## Teks Bacaan
----
Oleh: Lukman Hakiem, Peminat Sejarah, mantan Staf M Natsir dan Staf Ahli Wapres Hamzah Haz.
DALAM sidang Panitia Persiapan Kemertdekaan Indonesia (PPKI), 19 Agustus 1945, dengan acara “Pembentukan Kementerian/Departemen”, telah muncul perdebatan mengenai perlu atau tidaknya dibentuk Kementerian Agama.
Panitia Kecil PPKI yang terdiri atas Oto Iskandardinata, Achmad Soebardjo, Sajoeti, Iwa Kusumasumantri, Wiranatakusuma, Amir, Hamidhan, Ratulangi, dan I Ketut Pudja; mengusulkan agar dibentuk 13 Kementerian, yaitu;
Kementerian Dalam Negeri termasuk juga Polisi; Kementerian Luar Negeri; Kementerian Kehakiman termasuk juga Kejaksaan dan Urusan Wakaf; Kementerian Keuangan; Kementerian Kemakmuran termasuk juga Urusan Makanan Rakyat; Kementerian Kesehatan termasuk Urusan Keolahragaan; Kementerian Pengajaran, Pendidikan, dan Kebudayaan; Kementerian Kesejahteraan terbagi atas Perburuhan, Perawatan Fakir Miskin dan Anak Yatim Piatu, Zakat Fitrah; Kementerian Pertahanan terbagi atas Angkatan Laut, Angkatan Darat, dan Angkatan Udara; Kementerian Penerangan terbagi atas Propaganda, Radio, Film, dan Press; Kementerian Perhubungan (Lalu Lintas, Verkeer) terbagi atas: Pos, Telegraf, Telepon, Transport, Pekerjaan Umum, dan Pengairan; Kementerian Urusan Agama dan Menteri Negara (Minister Zonder Portefeuile).
----
## Data Hasil Ekstraksi
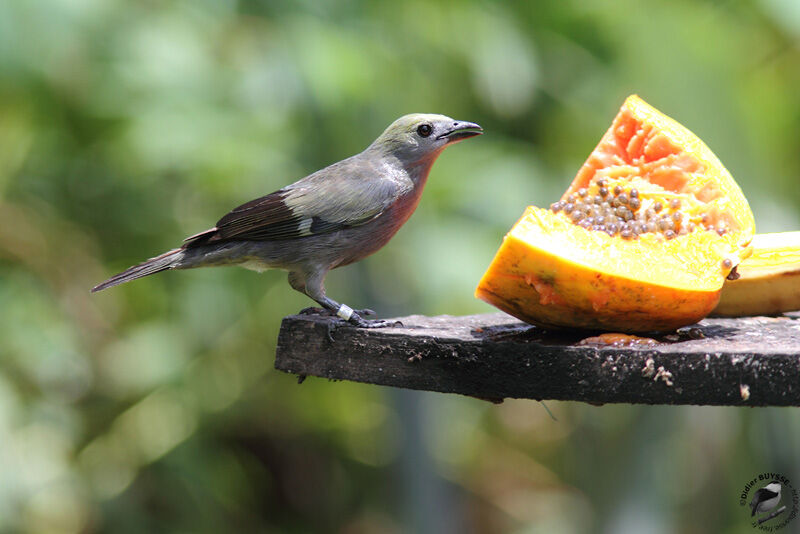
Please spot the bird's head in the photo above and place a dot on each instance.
(420, 137)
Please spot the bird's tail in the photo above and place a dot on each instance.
(168, 260)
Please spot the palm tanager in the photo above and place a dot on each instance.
(333, 217)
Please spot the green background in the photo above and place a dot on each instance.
(153, 407)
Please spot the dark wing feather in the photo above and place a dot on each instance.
(346, 194)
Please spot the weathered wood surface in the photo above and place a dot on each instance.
(752, 361)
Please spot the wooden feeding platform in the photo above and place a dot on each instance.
(750, 361)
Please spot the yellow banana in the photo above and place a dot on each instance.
(770, 279)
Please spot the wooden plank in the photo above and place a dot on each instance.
(753, 361)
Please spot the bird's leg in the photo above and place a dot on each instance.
(312, 285)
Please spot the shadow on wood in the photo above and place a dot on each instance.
(752, 361)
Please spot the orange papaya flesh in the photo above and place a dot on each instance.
(641, 241)
(768, 282)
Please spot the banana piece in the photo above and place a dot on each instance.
(769, 282)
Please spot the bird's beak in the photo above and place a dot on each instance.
(460, 131)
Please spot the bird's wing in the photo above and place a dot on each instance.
(760, 496)
(343, 195)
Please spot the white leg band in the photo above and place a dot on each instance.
(345, 312)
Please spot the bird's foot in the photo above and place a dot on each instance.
(359, 322)
(313, 310)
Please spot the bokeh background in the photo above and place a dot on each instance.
(153, 407)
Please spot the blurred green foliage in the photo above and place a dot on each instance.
(153, 407)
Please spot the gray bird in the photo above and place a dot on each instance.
(333, 217)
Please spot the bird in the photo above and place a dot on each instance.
(766, 498)
(331, 218)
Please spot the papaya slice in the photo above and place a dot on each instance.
(769, 280)
(642, 240)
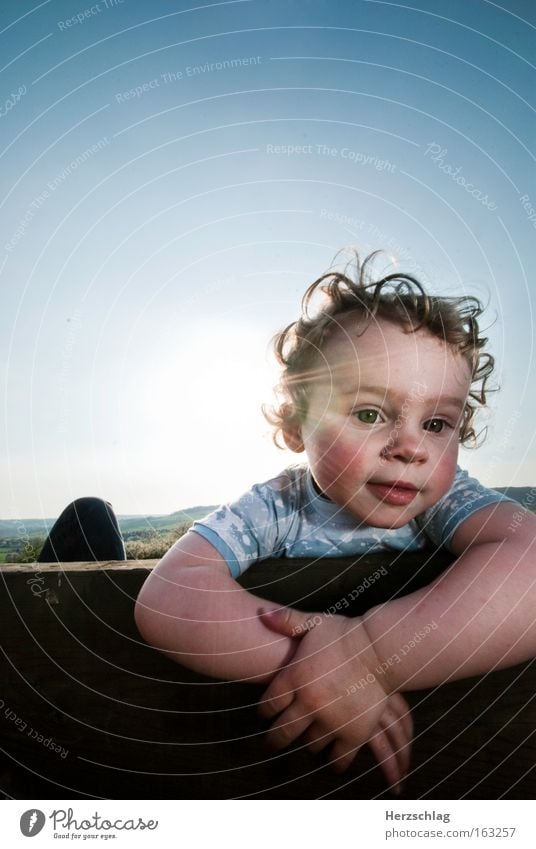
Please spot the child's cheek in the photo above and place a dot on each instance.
(341, 456)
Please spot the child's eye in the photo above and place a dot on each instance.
(435, 425)
(368, 416)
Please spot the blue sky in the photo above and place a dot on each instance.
(174, 176)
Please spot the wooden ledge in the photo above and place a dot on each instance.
(87, 709)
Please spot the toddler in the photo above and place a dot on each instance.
(380, 385)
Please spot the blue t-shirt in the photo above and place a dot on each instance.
(287, 517)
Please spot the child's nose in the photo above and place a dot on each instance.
(407, 444)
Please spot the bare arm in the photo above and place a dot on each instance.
(191, 609)
(478, 616)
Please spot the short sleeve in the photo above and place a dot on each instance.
(466, 495)
(247, 530)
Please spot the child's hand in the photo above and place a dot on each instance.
(391, 744)
(330, 693)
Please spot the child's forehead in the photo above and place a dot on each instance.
(382, 348)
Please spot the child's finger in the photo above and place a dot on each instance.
(387, 759)
(317, 738)
(398, 733)
(276, 699)
(291, 725)
(398, 703)
(287, 622)
(342, 755)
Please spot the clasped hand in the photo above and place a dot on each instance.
(330, 693)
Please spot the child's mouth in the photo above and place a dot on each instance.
(393, 493)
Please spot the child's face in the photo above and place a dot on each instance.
(382, 428)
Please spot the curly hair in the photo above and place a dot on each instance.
(398, 298)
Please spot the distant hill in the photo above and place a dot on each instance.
(11, 528)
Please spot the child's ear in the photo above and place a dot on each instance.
(293, 438)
----
## Petunjuk Latihan
1) Berdasarkan teks bacaan, jelaskan dalam satu sampai tiga kalimat pada sidang apa dan dalam acara apa muncul perdebatan tentang perlu atau tidaknya Kementerian Agama dibentuk.
2) Tolong ulangi persis bagian teks bacaan yang dimulai dengan "DALAM sidang Panitia" dan berlanjut sampai "dibentuk Kementerian Agama.".

## Jawaban
1) Perdebatan itu muncul dalam sidang PPKI pada 19 Agustus 1945. Acara sidang tersebut adalah "Pembentukan Kementerian/Departemen", dan di dalamnya diperdebatkan perlu atau tidaknya dibentuk Kementerian Agama.

2)
DALAM sidang Panitia Persiapan Kemertdekaan Indonesia (PPKI), 19 Agustus 1945, dengan acara “Pembentukan Kementerian/Departemen”, telah muncul perdebatan mengenai perlu atau tidaknya dibentuk Kementerian Agama.